**Task brief**
Could you give the data below again, exactly and completely?
**** Provided material
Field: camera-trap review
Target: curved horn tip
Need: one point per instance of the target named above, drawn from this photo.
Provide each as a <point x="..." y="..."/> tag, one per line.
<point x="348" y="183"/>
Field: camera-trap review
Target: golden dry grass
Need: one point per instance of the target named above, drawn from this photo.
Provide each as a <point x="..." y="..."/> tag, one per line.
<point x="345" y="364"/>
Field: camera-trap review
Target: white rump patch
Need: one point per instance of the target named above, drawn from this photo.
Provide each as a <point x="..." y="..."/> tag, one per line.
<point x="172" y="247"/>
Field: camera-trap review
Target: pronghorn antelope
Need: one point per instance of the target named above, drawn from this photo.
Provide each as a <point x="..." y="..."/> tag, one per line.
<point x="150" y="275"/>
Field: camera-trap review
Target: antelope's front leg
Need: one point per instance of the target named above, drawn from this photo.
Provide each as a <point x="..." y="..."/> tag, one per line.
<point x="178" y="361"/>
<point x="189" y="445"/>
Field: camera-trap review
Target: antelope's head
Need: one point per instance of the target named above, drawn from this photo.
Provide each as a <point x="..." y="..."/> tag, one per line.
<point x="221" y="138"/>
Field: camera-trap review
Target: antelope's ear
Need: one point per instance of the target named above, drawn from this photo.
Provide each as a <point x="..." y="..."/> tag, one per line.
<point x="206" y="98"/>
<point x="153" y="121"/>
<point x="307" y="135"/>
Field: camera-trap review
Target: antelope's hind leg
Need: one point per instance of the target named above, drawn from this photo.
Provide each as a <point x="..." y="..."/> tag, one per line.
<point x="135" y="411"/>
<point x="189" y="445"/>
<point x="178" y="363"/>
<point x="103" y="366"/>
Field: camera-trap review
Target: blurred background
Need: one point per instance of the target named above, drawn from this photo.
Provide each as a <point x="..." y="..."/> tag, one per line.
********
**Finished answer**
Field: camera-trap review
Target: curved horn tip
Need: one point per instance of the target named above, drawn from this photo.
Provide each as a <point x="..." y="..."/> tag, one per line.
<point x="348" y="183"/>
Field: camera-trap review
Target: golden dry grass
Need: one point per instance of the target named above, drawn from this photo.
Provide each as a <point x="..." y="..."/> tag, one per line.
<point x="345" y="364"/>
Field: camera-trap review
Target: white rump patch
Need: one point per instance of the target named above, drawn from this photo.
Provide each as a <point x="..." y="..."/> tag, one per line.
<point x="172" y="247"/>
Field: camera-trap review
Target: pronghorn antelope
Need: one point per instance of the target named above, drawn from this photo.
Provide each as a <point x="..." y="..."/> tag, one per line.
<point x="150" y="275"/>
Field: camera-trap review
Target: antelope's front leg
Need: one point per instance of the target named above, drawn from this photo.
Provide each as a <point x="..." y="..."/> tag, one per line.
<point x="178" y="361"/>
<point x="189" y="445"/>
Field: camera-trap review
Target: antelope's head
Need: one point per instance of the target named above, drawn from this photo.
Provide each as a <point x="..." y="..."/> tag, one per line.
<point x="221" y="138"/>
Field: camera-trap review
Target: antelope's ear
Need: one point per instance of the target named above, drawn from this photo.
Provide each as a <point x="..." y="..."/> tag, one per line.
<point x="206" y="98"/>
<point x="153" y="121"/>
<point x="307" y="135"/>
Field: camera-trap review
Target: antelope's hind leg
Need: one point per instance of the target named above, drawn from this photo.
Provide each as a <point x="..." y="..."/> tag, one per line.
<point x="135" y="411"/>
<point x="189" y="445"/>
<point x="178" y="363"/>
<point x="103" y="366"/>
Field: camera-trap review
Target: blurred background
Need: one point per instance of the target named above, drawn from this photo.
Provide each as a <point x="..." y="..."/> tag, one per line.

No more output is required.